(Beginning of Supplied data)
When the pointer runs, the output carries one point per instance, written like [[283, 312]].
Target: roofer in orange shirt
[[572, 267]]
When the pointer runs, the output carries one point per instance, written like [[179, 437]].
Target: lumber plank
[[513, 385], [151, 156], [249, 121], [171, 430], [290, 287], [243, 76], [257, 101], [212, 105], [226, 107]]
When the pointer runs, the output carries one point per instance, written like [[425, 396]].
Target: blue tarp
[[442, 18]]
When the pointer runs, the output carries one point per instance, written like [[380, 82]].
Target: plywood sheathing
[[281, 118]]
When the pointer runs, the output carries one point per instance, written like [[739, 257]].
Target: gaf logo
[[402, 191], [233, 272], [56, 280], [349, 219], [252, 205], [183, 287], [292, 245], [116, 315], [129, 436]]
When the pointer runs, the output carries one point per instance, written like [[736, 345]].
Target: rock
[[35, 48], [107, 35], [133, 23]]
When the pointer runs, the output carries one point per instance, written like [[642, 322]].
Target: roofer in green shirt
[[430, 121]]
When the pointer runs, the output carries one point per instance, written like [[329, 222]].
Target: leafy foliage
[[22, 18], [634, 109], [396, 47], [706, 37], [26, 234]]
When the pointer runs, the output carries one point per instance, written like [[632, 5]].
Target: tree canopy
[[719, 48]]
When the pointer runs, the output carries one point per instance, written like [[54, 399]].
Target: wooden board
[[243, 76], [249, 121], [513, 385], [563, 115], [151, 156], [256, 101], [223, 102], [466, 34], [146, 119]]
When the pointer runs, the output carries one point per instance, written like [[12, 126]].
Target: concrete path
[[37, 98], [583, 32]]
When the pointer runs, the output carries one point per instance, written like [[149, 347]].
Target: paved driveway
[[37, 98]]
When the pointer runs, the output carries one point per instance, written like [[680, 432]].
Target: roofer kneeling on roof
(End of Supplied data)
**Description of the task**
Please return exactly the lines from the one containing "Target: paved driveway" through the end of the entries above, adding no other line.

**Solved problem**
Target: paved driveway
[[37, 98]]
When the pointer runs, the output carries one point per instance, written like [[680, 432]].
Target: roofer kneeling on roof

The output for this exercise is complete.